• EXCERTO ESCOLHIDO
—————
Quénia. Um terceiro pólo de poder de Ruto entre as dinastias de Odinga e Kenyatta


O Quénia foi ao voto para a eleição presidencial no passado dia 9 de Agosto de 2022, cujos dois principais candidatos, William Ruto e Raila Odinga, possuíam a quase paridade de possibilidades de substituir o presidente Uhuru Kenyatta em fim do seu segundo mandato. A victória de Ruto representa a configuração de um terceiro pólo de poder entre as duas principais dinastias políticas daquele país da África Oriental?
—————
[Linhas do conjunto de dados sobre onde surgem os objetos]
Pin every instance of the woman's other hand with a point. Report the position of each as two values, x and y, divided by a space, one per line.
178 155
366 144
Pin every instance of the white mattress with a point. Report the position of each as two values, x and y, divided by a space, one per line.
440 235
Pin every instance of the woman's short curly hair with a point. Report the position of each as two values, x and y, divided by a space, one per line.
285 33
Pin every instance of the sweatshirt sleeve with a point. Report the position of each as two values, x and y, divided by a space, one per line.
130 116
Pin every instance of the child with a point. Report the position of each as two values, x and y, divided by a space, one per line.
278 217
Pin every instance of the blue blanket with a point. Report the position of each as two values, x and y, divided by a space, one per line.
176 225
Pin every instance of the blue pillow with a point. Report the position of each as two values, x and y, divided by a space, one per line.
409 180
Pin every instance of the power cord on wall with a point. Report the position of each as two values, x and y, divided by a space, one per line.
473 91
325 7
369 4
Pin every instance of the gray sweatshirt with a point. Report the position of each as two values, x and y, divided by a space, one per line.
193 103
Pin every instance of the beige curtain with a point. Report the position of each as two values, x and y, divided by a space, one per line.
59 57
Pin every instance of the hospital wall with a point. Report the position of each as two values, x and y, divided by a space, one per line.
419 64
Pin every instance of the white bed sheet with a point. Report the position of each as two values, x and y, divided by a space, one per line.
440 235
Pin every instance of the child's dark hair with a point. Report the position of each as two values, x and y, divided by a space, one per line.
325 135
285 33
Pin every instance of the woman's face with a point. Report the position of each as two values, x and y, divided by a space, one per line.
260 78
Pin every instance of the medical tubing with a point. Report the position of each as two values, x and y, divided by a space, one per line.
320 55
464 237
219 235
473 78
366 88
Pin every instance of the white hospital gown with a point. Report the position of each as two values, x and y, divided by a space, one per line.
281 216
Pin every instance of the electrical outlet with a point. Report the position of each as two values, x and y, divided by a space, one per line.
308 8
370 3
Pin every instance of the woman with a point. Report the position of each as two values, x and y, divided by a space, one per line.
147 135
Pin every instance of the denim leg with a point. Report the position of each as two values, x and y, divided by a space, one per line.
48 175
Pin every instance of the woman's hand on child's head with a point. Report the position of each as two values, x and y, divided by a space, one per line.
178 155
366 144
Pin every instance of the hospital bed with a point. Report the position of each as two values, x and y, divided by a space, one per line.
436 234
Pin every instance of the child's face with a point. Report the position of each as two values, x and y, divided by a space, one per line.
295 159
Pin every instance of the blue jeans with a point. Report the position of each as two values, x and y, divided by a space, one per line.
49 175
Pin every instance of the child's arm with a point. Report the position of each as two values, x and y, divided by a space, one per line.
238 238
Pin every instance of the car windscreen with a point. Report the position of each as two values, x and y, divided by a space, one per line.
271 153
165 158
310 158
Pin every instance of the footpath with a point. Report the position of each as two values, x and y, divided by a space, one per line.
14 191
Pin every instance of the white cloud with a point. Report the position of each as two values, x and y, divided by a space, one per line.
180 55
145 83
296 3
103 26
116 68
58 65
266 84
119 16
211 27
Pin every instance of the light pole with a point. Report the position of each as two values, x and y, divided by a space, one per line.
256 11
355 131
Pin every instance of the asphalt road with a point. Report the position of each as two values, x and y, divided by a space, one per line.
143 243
—————
• DESAFIO 1
Segundo o excerto sobre a eleição no Quénia, em que dia foi o país a votos para a eleição presidencial?
• DESAFIO 2
Por favor, reproduza o trecho do excerto sobre a eleição no Quénia que começa em "Quénia. Um terceiro" e termina em "da África Oriental?".

• RESPOSTA AO EXERCÍCIO 1
No dia 9 de Agosto de 2022.

• RESPOSTA AO EXERCÍCIO 2
Quénia. Um terceiro pólo de poder de Ruto entre as dinastias de Odinga e Kenyatta


O Quénia foi ao voto para a eleição presidencial no passado dia 9 de Agosto de 2022, cujos dois principais candidatos, William Ruto e Raila Odinga, possuíam a quase paridade de possibilidades de substituir o presidente Uhuru Kenyatta em fim do seu segundo mandato. A victória de Ruto representa a configuração de um terceiro pólo de poder entre as duas principais dinastias políticas daquele país da África Oriental?